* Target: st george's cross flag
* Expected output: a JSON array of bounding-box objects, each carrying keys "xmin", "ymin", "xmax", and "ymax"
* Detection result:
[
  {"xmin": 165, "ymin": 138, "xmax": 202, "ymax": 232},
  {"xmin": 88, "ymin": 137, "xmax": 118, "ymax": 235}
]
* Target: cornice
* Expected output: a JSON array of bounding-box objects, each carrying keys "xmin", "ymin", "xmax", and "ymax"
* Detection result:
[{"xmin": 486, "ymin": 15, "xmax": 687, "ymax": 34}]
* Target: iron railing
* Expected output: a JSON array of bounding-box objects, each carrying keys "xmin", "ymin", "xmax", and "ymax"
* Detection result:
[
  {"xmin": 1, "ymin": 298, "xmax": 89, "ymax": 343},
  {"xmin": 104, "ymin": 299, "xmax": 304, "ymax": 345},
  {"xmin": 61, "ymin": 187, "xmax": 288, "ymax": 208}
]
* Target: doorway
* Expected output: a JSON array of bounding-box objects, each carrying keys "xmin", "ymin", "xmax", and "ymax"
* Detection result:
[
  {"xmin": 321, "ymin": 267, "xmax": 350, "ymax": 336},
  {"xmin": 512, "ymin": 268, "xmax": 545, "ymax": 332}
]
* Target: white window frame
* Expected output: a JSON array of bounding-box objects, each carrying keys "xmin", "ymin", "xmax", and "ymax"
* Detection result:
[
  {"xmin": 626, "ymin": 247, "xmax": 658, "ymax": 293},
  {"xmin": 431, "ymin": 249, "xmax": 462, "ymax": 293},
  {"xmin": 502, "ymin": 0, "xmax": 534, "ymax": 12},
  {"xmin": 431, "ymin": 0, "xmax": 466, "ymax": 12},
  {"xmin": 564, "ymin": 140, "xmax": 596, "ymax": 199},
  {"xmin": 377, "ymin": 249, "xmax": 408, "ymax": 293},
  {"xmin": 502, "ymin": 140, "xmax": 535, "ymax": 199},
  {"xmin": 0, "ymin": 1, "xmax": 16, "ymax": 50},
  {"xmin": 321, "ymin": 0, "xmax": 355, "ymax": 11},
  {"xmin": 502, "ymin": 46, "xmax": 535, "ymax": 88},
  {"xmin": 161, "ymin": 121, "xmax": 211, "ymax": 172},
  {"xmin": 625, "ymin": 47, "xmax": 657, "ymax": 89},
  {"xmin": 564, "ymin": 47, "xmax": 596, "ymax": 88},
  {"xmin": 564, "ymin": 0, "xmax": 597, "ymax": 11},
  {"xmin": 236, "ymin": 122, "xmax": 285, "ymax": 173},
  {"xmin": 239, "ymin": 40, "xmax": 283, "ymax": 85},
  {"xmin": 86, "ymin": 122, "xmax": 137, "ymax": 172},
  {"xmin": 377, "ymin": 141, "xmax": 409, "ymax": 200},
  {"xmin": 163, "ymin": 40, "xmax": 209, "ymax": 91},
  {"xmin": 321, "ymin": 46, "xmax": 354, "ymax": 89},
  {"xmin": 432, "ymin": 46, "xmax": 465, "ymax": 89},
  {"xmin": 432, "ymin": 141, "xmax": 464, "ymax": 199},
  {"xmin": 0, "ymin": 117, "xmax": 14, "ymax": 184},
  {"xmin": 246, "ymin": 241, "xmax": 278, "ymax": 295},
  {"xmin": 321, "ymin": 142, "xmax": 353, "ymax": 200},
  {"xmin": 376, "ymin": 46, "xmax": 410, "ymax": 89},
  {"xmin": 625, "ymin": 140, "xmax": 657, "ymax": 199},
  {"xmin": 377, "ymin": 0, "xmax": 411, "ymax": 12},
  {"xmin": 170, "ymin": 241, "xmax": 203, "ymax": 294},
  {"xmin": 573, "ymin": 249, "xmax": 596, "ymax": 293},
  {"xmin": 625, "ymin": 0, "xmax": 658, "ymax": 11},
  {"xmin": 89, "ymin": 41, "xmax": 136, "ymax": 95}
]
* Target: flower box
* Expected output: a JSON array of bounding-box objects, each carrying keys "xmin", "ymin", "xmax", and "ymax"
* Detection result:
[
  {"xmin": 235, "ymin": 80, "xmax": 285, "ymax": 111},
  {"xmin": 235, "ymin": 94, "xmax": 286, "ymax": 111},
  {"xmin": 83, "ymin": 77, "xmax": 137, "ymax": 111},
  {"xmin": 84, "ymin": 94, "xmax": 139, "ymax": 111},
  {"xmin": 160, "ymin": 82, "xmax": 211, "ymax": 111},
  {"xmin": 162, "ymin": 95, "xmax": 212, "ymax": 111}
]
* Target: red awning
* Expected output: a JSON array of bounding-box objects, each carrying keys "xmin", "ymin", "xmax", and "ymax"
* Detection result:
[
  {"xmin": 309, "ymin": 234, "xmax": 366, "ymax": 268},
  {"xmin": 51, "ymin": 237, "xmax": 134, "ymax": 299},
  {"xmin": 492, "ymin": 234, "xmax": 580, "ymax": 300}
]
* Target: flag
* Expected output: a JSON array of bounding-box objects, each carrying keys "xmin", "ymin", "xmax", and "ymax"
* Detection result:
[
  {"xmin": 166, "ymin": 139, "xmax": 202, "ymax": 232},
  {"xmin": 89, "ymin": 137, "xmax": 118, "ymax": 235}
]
***
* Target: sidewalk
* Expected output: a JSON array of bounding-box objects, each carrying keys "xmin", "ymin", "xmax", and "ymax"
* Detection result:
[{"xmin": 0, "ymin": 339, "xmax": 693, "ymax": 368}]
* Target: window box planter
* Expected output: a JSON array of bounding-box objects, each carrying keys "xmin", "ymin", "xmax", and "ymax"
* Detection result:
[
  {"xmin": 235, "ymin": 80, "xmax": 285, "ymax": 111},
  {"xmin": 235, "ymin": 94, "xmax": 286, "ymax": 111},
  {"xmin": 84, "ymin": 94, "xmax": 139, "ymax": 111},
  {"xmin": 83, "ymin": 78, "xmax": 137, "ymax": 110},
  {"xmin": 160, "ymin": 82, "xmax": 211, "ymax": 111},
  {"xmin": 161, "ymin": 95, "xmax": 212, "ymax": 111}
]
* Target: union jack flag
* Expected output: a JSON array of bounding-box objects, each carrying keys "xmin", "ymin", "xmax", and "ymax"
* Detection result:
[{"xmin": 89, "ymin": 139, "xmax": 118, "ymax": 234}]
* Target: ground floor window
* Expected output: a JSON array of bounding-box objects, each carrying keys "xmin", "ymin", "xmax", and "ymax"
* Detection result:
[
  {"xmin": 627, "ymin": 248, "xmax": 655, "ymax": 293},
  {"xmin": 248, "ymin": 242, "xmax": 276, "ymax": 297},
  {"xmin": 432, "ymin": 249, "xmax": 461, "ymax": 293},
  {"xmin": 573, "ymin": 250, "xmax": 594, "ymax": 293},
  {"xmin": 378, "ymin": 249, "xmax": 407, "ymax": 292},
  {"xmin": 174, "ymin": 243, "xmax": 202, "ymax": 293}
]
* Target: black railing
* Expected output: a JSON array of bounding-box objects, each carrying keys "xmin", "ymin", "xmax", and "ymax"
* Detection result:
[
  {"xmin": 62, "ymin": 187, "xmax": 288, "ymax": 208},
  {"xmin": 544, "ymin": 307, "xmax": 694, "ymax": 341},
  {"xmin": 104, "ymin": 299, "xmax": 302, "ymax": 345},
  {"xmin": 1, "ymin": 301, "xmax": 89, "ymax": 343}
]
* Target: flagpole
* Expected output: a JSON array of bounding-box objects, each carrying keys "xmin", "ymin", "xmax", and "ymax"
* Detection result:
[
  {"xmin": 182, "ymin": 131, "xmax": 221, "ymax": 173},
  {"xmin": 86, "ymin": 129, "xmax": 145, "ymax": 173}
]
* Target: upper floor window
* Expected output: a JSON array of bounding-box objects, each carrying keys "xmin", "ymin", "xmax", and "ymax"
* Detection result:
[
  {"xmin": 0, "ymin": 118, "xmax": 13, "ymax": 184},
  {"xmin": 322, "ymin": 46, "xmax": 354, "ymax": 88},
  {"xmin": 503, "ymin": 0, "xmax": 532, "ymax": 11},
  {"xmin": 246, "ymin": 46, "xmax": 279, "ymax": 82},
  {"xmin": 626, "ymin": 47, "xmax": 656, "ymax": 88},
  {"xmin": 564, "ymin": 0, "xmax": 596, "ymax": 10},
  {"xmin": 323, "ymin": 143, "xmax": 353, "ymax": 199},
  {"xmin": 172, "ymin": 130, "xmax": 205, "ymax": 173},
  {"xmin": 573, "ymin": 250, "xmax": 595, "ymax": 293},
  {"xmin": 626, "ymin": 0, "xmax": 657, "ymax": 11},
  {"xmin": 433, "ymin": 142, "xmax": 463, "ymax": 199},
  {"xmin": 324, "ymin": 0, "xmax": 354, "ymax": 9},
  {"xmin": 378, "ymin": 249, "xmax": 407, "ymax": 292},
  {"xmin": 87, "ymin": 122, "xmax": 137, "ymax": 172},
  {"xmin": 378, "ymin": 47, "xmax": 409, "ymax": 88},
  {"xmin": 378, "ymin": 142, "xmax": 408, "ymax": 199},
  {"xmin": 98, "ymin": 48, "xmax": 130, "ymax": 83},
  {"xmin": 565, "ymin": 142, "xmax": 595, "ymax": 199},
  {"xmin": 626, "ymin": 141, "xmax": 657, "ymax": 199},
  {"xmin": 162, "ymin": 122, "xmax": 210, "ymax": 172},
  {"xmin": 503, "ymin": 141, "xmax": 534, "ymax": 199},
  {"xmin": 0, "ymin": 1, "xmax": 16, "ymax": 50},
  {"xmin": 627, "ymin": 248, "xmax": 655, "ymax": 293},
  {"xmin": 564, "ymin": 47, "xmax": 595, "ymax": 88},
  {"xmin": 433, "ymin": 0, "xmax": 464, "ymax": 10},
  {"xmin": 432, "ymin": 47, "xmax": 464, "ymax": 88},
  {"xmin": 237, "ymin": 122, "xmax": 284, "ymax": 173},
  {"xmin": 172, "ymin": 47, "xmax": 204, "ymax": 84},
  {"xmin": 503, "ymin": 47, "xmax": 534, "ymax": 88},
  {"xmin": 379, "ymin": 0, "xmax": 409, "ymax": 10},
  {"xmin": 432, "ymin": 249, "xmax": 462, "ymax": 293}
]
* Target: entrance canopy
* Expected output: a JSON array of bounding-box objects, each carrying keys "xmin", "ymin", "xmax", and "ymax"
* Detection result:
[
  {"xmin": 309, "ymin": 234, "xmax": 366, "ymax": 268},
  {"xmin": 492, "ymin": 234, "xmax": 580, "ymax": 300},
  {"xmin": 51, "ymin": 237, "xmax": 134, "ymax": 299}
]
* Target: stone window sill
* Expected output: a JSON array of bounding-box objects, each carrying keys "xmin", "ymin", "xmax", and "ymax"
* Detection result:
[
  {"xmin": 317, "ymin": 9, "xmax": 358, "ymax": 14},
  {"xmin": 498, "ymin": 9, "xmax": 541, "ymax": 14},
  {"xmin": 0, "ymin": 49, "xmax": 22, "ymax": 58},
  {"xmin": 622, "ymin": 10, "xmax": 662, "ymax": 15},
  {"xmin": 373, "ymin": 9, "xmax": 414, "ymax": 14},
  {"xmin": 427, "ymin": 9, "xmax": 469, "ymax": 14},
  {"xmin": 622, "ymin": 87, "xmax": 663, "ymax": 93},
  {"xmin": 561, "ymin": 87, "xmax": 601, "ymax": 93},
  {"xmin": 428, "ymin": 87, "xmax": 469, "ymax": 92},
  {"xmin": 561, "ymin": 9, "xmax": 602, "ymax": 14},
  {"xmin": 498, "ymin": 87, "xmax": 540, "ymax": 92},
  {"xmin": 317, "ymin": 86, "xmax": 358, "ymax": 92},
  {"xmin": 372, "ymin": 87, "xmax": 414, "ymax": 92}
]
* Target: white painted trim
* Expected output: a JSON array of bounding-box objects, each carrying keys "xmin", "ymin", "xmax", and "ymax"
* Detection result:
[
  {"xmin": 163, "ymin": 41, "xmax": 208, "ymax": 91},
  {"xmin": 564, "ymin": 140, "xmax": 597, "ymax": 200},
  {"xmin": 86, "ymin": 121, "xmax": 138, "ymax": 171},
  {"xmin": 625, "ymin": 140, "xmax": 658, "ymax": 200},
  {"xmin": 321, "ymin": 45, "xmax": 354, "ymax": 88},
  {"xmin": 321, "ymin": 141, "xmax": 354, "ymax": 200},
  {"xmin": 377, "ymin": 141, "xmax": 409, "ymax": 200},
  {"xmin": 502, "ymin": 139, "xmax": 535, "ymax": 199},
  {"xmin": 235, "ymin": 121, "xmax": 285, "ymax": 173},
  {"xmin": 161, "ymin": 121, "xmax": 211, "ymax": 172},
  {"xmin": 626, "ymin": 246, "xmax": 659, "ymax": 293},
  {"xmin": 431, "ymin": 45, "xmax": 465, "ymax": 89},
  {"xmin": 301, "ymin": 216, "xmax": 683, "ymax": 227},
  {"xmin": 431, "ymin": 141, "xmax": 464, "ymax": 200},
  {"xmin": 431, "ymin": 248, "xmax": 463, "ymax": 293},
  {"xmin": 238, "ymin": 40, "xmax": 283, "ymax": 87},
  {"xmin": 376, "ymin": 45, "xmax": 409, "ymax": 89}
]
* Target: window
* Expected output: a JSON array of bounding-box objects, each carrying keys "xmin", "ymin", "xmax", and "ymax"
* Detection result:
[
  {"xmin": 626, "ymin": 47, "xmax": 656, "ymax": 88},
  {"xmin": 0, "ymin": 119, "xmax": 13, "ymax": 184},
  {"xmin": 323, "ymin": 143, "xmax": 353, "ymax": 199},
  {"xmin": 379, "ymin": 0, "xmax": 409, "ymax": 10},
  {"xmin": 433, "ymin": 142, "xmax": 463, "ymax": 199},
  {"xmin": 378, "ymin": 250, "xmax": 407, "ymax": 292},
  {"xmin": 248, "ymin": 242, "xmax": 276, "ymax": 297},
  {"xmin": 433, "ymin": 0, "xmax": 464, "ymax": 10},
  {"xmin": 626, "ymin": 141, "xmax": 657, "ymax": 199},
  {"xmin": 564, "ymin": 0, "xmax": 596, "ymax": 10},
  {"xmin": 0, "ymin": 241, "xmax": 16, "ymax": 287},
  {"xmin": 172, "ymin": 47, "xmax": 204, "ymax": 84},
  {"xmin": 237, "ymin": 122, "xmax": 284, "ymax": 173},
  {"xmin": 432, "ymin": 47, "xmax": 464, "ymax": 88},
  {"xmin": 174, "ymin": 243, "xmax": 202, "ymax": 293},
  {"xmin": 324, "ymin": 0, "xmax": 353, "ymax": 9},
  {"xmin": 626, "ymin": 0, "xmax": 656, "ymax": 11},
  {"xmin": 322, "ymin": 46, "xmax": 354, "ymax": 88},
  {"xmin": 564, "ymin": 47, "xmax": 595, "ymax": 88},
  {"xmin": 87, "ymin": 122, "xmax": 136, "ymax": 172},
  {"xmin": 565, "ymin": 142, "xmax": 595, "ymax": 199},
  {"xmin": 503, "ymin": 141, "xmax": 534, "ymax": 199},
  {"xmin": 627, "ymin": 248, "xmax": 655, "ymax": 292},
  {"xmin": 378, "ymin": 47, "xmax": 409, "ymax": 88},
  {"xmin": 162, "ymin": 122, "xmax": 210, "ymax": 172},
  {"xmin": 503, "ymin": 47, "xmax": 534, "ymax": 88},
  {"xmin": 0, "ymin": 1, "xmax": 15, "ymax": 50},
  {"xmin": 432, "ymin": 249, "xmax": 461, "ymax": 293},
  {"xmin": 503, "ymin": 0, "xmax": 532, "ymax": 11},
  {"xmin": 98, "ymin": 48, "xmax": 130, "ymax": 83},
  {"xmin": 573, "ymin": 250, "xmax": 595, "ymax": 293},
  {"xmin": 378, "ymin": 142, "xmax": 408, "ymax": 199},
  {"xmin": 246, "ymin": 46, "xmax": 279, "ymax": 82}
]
***
#### The task:
Only lines containing "white" belong in the answer; copy every such line from the records.

#### Task answer:
* Target: white window frame
* Target: white painted trim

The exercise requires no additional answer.